The problem = Should the word "yellow" occur in a line of the records, copy that line.

+++ Records

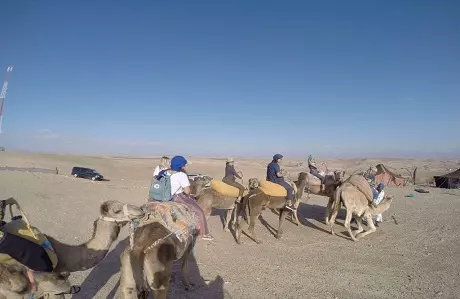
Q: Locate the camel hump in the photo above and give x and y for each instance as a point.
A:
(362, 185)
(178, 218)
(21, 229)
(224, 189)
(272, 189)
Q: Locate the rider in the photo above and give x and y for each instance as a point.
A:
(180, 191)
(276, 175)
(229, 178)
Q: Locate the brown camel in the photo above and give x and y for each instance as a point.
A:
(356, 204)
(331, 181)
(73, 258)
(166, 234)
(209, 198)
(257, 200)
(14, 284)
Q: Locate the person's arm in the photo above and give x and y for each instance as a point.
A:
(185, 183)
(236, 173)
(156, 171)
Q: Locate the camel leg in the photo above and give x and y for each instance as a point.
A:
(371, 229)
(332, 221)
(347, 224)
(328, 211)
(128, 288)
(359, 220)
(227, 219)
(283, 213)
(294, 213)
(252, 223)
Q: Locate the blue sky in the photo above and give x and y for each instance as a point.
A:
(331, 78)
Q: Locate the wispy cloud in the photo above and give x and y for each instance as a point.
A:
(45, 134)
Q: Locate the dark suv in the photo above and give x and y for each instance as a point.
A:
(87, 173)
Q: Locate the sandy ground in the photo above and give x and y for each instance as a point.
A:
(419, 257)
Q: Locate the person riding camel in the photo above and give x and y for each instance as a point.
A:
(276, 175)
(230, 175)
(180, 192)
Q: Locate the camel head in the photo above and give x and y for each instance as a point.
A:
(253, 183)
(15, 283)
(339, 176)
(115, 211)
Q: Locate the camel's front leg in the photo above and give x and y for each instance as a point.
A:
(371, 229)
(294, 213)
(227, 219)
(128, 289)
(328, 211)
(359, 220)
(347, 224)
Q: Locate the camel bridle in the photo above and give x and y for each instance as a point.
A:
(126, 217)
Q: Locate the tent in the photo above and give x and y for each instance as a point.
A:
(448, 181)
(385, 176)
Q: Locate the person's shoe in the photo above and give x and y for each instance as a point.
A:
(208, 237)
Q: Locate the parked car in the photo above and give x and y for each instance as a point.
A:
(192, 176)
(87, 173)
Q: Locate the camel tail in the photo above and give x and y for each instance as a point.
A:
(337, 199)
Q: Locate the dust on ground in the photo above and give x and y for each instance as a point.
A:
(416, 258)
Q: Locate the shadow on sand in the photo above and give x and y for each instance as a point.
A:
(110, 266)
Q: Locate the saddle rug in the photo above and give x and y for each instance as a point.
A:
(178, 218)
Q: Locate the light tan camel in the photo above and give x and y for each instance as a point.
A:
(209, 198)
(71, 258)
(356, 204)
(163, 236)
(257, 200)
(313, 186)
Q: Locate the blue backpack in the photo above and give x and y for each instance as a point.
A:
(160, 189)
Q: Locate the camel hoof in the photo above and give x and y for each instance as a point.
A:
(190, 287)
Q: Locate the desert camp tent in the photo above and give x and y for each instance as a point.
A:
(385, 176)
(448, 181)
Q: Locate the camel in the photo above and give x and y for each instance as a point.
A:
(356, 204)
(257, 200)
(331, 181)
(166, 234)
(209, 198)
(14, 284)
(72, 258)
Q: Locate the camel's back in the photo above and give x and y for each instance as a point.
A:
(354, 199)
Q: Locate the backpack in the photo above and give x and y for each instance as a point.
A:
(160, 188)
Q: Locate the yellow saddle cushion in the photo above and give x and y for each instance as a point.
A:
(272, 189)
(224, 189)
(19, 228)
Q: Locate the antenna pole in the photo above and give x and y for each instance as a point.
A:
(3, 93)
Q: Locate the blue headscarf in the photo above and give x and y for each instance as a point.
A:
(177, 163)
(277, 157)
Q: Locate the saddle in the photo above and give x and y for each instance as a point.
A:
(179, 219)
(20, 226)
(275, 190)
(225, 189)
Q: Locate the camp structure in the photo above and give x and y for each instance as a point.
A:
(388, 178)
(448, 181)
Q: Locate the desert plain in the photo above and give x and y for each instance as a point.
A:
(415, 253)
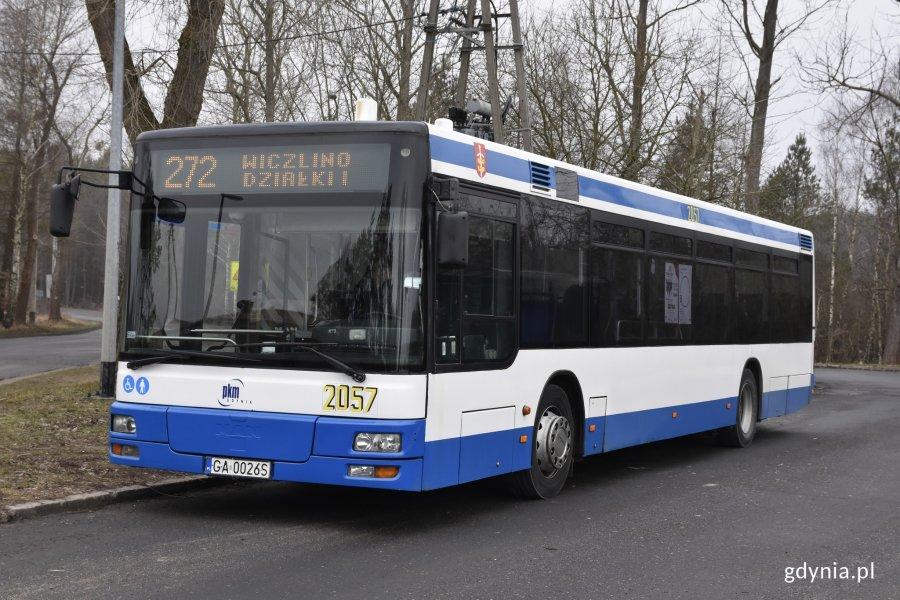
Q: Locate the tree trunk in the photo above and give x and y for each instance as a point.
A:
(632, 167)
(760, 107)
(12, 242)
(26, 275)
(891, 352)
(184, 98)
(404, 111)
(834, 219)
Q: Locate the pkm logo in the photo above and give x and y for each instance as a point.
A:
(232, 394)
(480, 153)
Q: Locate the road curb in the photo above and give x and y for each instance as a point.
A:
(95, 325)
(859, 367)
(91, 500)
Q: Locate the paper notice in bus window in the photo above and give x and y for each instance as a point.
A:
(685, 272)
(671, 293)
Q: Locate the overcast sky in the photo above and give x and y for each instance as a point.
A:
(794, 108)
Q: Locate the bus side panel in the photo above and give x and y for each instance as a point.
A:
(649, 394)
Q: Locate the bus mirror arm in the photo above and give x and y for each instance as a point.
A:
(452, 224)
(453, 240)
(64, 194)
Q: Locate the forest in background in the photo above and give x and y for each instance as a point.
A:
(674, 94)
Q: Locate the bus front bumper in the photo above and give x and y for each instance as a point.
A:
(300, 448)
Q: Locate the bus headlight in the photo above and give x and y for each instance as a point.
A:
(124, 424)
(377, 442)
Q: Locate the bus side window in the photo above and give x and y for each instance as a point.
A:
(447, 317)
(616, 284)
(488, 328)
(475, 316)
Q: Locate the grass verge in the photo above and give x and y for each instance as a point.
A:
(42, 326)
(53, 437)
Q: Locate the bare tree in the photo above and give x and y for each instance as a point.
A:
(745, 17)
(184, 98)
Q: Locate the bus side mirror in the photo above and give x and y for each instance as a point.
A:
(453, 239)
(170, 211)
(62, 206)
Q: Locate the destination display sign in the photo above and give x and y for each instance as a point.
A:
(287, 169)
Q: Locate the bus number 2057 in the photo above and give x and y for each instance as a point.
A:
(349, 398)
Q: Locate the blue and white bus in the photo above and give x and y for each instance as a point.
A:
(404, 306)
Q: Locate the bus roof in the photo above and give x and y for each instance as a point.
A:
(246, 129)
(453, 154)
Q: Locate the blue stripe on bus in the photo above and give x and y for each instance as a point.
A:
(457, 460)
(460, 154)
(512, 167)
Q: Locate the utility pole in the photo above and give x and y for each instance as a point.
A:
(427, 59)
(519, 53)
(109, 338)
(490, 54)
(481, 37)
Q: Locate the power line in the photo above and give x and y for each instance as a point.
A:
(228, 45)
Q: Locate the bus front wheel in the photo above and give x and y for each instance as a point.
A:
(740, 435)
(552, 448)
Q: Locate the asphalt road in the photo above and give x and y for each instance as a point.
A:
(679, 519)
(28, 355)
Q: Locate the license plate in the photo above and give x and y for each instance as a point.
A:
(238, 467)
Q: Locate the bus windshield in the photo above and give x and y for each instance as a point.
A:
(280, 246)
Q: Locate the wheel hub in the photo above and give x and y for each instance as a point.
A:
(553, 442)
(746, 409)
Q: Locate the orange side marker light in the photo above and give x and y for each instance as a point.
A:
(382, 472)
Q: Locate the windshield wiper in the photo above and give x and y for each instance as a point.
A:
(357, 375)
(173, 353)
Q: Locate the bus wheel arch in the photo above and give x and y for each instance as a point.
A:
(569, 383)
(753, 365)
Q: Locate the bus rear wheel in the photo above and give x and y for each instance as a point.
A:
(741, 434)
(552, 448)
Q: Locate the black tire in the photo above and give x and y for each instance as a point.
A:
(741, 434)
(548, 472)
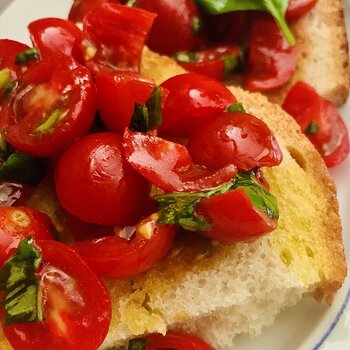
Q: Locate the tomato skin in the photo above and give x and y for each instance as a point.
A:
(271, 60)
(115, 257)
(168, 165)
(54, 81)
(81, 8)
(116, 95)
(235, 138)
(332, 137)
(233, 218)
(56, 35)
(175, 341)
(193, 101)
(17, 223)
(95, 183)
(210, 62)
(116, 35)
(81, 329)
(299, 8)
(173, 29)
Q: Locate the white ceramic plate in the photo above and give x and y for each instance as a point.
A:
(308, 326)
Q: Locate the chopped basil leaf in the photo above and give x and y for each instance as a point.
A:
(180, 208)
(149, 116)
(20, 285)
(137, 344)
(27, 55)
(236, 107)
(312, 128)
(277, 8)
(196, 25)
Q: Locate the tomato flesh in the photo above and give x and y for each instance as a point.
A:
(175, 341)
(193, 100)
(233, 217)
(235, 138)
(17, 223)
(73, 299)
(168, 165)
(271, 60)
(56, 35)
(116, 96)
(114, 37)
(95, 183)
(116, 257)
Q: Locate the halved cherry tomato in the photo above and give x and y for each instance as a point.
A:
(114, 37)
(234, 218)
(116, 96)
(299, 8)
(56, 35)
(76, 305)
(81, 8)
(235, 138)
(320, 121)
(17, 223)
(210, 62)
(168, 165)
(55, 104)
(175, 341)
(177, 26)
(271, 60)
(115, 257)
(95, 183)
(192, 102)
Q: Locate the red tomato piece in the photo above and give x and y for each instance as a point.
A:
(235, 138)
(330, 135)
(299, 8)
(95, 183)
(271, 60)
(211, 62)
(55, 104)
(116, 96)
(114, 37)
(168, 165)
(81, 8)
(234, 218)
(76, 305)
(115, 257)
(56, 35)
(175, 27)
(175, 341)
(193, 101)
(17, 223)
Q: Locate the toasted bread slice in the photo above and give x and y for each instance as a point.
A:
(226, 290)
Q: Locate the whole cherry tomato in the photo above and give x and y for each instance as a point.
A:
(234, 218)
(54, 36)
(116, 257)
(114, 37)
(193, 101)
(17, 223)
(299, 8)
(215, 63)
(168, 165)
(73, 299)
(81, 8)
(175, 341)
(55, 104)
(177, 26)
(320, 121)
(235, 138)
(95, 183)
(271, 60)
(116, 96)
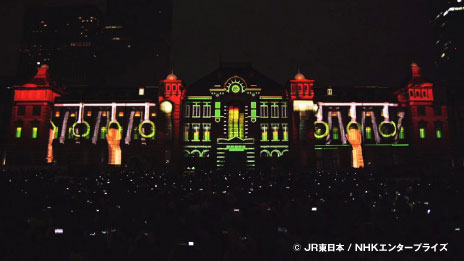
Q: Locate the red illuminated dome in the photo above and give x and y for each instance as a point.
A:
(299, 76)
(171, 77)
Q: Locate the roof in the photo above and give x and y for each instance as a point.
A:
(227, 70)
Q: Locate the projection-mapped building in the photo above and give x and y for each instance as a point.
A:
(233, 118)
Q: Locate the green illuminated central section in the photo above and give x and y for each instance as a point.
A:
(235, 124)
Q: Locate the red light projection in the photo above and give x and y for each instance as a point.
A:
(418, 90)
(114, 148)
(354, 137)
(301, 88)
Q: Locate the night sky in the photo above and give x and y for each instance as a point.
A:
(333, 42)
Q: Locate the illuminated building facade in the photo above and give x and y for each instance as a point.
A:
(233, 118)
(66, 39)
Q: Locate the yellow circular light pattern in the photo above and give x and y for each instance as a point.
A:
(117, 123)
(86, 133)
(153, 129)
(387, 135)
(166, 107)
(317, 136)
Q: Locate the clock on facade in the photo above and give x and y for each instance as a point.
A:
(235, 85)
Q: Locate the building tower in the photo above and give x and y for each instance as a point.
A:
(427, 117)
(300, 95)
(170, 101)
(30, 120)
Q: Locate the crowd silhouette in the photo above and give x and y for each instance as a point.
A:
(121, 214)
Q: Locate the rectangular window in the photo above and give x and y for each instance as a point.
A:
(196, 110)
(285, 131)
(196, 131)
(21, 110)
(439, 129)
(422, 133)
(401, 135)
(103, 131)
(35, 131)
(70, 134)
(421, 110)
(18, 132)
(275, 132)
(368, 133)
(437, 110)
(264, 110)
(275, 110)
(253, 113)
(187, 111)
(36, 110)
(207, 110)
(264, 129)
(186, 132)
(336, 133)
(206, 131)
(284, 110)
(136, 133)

++++++

Result =
Q: Locate the yellow saddle cushion in the photo above and give x and y for each instance as a point.
Q: Locate the yellow circular light pattern in the photo above and give x and y for each instance as a point.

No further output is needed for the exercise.